> **LISTING**
· · · ·

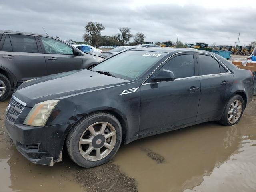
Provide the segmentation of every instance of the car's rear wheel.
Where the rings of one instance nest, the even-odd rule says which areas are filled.
[[[11,92],[11,83],[6,77],[0,74],[0,102],[5,100]]]
[[[244,100],[241,96],[236,94],[233,96],[226,105],[220,123],[228,126],[238,123],[243,114],[244,106]]]
[[[69,133],[66,140],[71,159],[83,167],[102,165],[117,152],[122,139],[119,121],[108,113],[91,114],[78,122]]]

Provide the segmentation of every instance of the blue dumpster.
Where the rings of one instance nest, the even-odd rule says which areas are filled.
[[[218,54],[220,55],[222,57],[224,57],[225,59],[228,60],[230,58],[230,54],[231,54],[231,51],[212,51],[213,53]]]

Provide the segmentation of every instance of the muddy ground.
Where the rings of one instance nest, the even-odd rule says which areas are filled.
[[[16,150],[0,103],[0,192],[256,191],[256,96],[237,125],[214,122],[121,146],[111,162],[83,168],[64,152],[53,166]]]
[[[204,123],[121,146],[110,162],[86,169],[64,153],[54,166],[17,152],[0,103],[0,191],[255,192],[256,97],[238,124]]]

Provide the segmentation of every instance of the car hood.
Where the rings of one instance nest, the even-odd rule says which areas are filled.
[[[25,82],[14,96],[32,107],[36,104],[130,81],[85,69],[46,76]]]

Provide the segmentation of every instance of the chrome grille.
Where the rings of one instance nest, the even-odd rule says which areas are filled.
[[[6,120],[8,120],[9,121],[10,121],[11,122],[15,122],[16,121],[16,120],[14,119],[12,117],[11,117],[8,114],[7,114],[5,117]]]
[[[22,110],[25,107],[25,106],[19,103],[18,101],[15,100],[13,97],[12,97],[11,99],[11,100],[10,102],[10,104],[11,106],[18,108]]]
[[[12,96],[10,101],[10,108],[6,116],[6,120],[14,124],[20,115],[20,114],[24,108],[25,106],[20,103],[15,99],[15,97]],[[22,102],[22,101],[20,102]]]

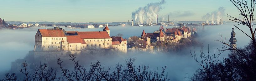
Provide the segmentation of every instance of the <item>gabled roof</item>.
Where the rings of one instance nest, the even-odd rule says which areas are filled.
[[[77,32],[81,39],[109,38],[110,36],[106,31]]]
[[[126,39],[124,39],[121,36],[112,36],[112,41],[118,41],[121,43],[122,41],[127,41]]]
[[[112,45],[120,45],[121,44],[119,42],[119,41],[112,41]]]
[[[42,37],[65,37],[65,34],[61,30],[38,29]]]
[[[159,32],[159,34],[160,34],[160,37],[164,37],[164,34],[163,33],[163,31],[162,31],[162,30],[160,30],[160,31]]]
[[[164,29],[165,28],[164,28],[164,26],[163,26],[163,25],[160,26],[159,27],[159,29]]]
[[[109,29],[108,29],[108,27],[107,27],[107,26],[106,26],[105,27],[105,28],[104,28],[104,29],[103,29],[103,31],[107,30],[110,30]]]
[[[156,37],[159,36],[159,33],[146,33],[146,34],[147,36],[147,37]]]
[[[144,30],[143,30],[143,31],[142,31],[142,33],[141,34],[141,36],[146,36],[146,33],[145,33],[145,31],[144,31]]]
[[[79,36],[67,36],[67,40],[69,43],[82,43]]]
[[[177,33],[178,33],[178,36],[181,36],[181,34],[180,34],[180,30],[178,30],[178,32]]]

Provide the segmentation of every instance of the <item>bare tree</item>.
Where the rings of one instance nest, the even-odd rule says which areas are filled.
[[[221,51],[216,54],[214,50],[213,54],[210,54],[209,45],[207,52],[206,53],[203,52],[203,48],[202,45],[199,57],[197,56],[195,50],[193,53],[190,52],[191,56],[202,68],[202,69],[199,69],[196,71],[196,74],[194,74],[192,78],[193,80],[211,81],[213,80],[213,73],[212,70],[214,65],[218,63],[220,55],[223,53],[222,51]]]
[[[240,28],[234,25],[235,27],[238,29],[240,31],[243,33],[247,36],[250,38],[253,42],[254,46],[256,47],[256,41],[255,41],[255,32],[256,31],[256,28],[254,26],[255,24],[253,22],[255,20],[253,18],[253,13],[256,4],[255,0],[251,0],[248,1],[246,0],[229,0],[232,2],[239,12],[239,15],[243,16],[243,19],[239,19],[234,17],[227,14],[227,17],[229,18],[229,19],[232,21],[238,23],[238,25],[242,25],[245,26],[248,28],[250,30],[250,33],[245,32]]]

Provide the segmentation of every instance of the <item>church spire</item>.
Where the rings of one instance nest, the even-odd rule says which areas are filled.
[[[233,47],[236,48],[237,44],[236,44],[236,42],[237,42],[237,39],[236,39],[235,37],[235,35],[236,35],[236,33],[234,31],[234,28],[232,28],[232,29],[233,30],[230,35],[231,35],[231,37],[229,39],[229,42],[230,42],[230,45]]]

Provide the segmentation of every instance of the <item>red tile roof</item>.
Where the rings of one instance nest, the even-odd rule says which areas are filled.
[[[107,27],[107,26],[106,26],[106,27],[105,27],[105,28],[103,29],[103,31],[106,31],[106,30],[110,30],[109,29],[108,29],[108,27]]]
[[[141,36],[146,36],[146,33],[145,33],[145,31],[144,31],[144,30],[143,30],[143,31],[142,31],[142,33],[141,34]]]
[[[127,41],[126,39],[124,39],[121,36],[112,36],[111,38],[112,41],[118,41],[121,43],[122,41]]]
[[[38,29],[43,37],[65,37],[65,34],[62,30]]]
[[[112,41],[112,45],[120,45],[121,44],[120,43],[119,43],[119,41]]]
[[[106,31],[77,32],[81,39],[109,38],[110,36]]]
[[[163,25],[160,26],[159,27],[159,29],[164,29],[165,28],[164,28],[164,26],[163,26]]]
[[[69,43],[82,43],[79,36],[67,36],[67,40]]]
[[[164,34],[163,34],[163,31],[162,31],[162,30],[160,30],[160,31],[159,32],[159,34],[160,34],[160,37],[164,37]]]

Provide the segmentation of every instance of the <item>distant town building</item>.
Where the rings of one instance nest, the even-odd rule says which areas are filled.
[[[236,42],[237,42],[237,39],[235,37],[235,35],[236,35],[236,33],[234,31],[234,28],[232,28],[232,31],[230,34],[231,35],[231,37],[229,39],[229,42],[230,44],[229,44],[231,46],[233,47],[237,47],[237,44],[236,44]]]
[[[39,29],[35,36],[34,51],[80,51],[113,49],[127,52],[127,40],[121,37],[109,36],[106,26],[102,31],[65,31],[55,27]]]
[[[33,24],[28,24],[28,27],[31,27],[33,26]]]
[[[102,28],[104,26],[103,26],[103,25],[99,25],[99,28]]]
[[[35,26],[39,26],[39,24],[38,23],[35,23]]]
[[[94,28],[94,26],[92,25],[88,25],[87,26],[87,28]]]
[[[27,27],[28,26],[27,25],[27,24],[26,23],[22,23],[20,25],[20,27]]]

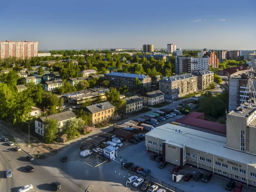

· · · ·

Please extract the entries from the line that contains "Provide the segmentation of every instance of the muddy" through the line that contains "[[[25,82],[14,96],[32,107],[36,104],[130,81],[85,69],[46,76]]]", including both of those lines, and repeat them exactly.

> **RESULT OF THIS EXERCISE**
Provide the segmentation of every instance of the muddy ground.
Where the rings of one instance nest, the even-odd rule says which areas are filled.
[[[16,150],[0,103],[0,192],[256,191],[256,96],[237,125],[214,122],[121,146],[111,162],[83,168],[64,152],[53,166]]]
[[[204,123],[121,146],[110,162],[86,169],[64,153],[54,166],[17,152],[0,103],[0,191],[255,192],[256,97],[238,124]]]

Provide the segmentation of every instance of the car hood.
Where the rings of one instance nest, the even-odd rule says which areas are filled.
[[[25,82],[14,96],[32,107],[36,104],[130,81],[85,69],[46,76]]]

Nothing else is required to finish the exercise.